Showing posts with label deduction. Show all posts
Showing posts with label deduction. Show all posts

02 July 2013

Counterclockwise?


by Dale C. Andrews
“That’s what made it easy,” I said.  “You were circling Margrave.  Not too close, not too far.  And counterclockwise.  Give people a free choice, they always go counterclockwise.  It’s a universal truth . . . .”  
                                        Jack Reacher in Killing Floor
                                        Lee Child
        A year or so ago I was reading an interview with one of my favorite authors, Tana French, and was astounded by something Ms. French said. According to her, while she was writing her second murder mystery, The Likeness, she did not know how the book would end.  She did not know, in fact, who committed the murder.  The Likeness is a favorite of mine and while it is not a classic “golden age” mystery, in which all of the clues are present and can, through deduction, lead the reader to the culprit, it is nonetheless a great murder mystery and a great read.  But the interview floored me:  How can you create such a tight mystery without knowing how it will end?
        I know there has been a lot of discussion on SleuthSayers about writing with or without outlines, but on the base principle of structuring a  “whodunit” I sort of thought we were always guided by the maxim underlying an observation Francis (Mike) Nevins made back in 2005 in his speech during the Ellery Queen Centennial Symposium in New York.  Mike mentioned that people over the years have asked him how he worked out the deductive process in his stories.  Mike rolled his eyes incredulously at his audience and said “of course we know how the deduction works -- we know who did it and how they did it before we ever start writing the story!”
      The incredible bravura performance of Ms. French aside, one of the most difficult aspects of fashioning a detective story is figuring out the ending and the string of clues that will tie everything satisfactorily together, ultimately pointing the reader to one, and only one, solution.  Once you have that well in hand, the rest (as Mike Nevins observed) is simply back-filling the details of the story that will lead up to your conclusion.

> **Given instruction 1**: In the blog post on plotting mysteries, at what event did Francis (Mike) Nevins give his 2005 speech?
> **Given instruction 2**: Write the next few paragraphs of the blog post on plotting mysteries, picking up after its final sentence.

> **Provided records**:
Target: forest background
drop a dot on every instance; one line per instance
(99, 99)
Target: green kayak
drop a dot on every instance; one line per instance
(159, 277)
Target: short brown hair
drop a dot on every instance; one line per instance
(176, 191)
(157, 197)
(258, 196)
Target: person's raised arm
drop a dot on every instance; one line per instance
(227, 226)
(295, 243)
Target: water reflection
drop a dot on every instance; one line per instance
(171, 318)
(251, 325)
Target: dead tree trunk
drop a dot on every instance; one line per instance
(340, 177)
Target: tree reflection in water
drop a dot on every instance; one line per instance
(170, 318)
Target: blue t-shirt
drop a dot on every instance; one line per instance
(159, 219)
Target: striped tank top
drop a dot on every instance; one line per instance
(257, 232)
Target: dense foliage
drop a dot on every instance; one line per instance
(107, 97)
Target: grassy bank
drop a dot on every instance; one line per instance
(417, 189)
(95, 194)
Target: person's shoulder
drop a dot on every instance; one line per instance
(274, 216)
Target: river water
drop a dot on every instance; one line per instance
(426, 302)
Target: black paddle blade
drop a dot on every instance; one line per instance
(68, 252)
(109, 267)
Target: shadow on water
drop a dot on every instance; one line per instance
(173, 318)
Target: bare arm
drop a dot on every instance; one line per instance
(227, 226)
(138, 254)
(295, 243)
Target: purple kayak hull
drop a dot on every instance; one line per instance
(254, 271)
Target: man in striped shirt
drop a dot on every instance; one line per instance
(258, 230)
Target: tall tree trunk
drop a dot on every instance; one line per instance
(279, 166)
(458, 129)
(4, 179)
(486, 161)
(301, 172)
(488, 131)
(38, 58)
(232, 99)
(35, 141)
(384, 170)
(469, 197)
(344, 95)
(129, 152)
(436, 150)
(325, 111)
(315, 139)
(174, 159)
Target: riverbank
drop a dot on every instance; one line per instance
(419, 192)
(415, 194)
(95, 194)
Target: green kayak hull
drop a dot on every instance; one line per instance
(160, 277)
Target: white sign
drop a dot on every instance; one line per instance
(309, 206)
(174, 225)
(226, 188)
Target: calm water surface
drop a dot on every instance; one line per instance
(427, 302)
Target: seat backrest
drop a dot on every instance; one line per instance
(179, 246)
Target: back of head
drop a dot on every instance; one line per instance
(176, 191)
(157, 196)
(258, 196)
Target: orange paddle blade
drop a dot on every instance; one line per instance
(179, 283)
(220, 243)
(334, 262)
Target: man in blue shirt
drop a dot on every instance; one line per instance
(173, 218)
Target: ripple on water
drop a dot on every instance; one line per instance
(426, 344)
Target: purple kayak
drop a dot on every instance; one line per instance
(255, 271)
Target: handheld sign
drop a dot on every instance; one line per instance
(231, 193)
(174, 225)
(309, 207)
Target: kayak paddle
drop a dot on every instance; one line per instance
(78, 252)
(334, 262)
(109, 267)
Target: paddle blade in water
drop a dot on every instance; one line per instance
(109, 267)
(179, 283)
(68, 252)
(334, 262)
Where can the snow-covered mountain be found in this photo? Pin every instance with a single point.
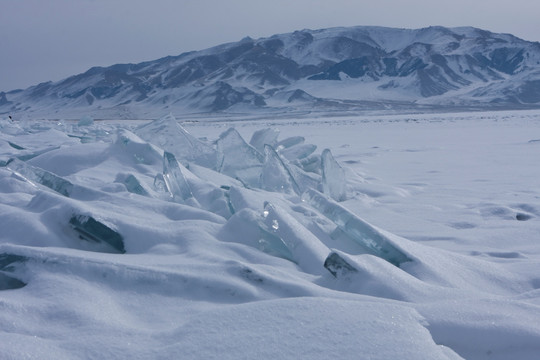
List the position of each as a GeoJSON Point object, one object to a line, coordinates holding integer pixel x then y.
{"type": "Point", "coordinates": [337, 69]}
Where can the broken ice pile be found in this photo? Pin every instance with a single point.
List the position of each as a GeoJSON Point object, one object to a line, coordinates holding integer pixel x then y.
{"type": "Point", "coordinates": [363, 233]}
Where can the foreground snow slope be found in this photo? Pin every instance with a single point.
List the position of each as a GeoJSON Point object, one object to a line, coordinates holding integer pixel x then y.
{"type": "Point", "coordinates": [129, 239]}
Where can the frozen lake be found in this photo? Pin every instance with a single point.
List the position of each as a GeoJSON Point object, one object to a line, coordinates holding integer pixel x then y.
{"type": "Point", "coordinates": [213, 273]}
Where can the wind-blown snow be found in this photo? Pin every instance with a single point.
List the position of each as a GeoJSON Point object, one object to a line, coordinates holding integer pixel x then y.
{"type": "Point", "coordinates": [117, 241]}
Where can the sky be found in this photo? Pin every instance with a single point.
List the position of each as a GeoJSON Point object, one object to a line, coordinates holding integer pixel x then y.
{"type": "Point", "coordinates": [53, 39]}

> **Response 1**: The Ellery Queen Centennial Symposium in New York.

> **Response 2**:
      And generally we mystery writers are held to a very high standard.  Those deductions, the foundation on which we premise our story, better hold up to pretty strict scrutiny.  Those who read mysteries tend to be an unforgiving lot that delights in trying to pick holes in an author’s deductive process.  As a personal example, before Janet Hutchings accepted my latest story, Literally Dead (appearing in the December issue of EQMM -- plug, plug, plug), she questioned whether my solution to the “locked room” aspect of the mystery would actually work in real life.  In order to convince her I filmed the solution (I got to play Ellery, my elder son Devon drew the Sergeant Velie straw) and emailed the filmed solution to her as a download.  (Sorry.  Can’t attach a link here.  It would be too much of a spoiler!)  Only after Janet reviewed the film did she accept my story for publication.
      All of which, at long last, brings me back to that quote at the beginning of this post.  
      Up until this winter I had never read any of Lee Child’s Jack Reacher novels.  I decided to remedy this since so many people around me were devouring this popular series.  I now have three under the belt, and I started with the first book in the series, Killing Floor.  I was happily enjoying the roller coaster ride until I came to the above-quoted language, approximately ¾ of the way through the book.  At that point I screeched to a halt.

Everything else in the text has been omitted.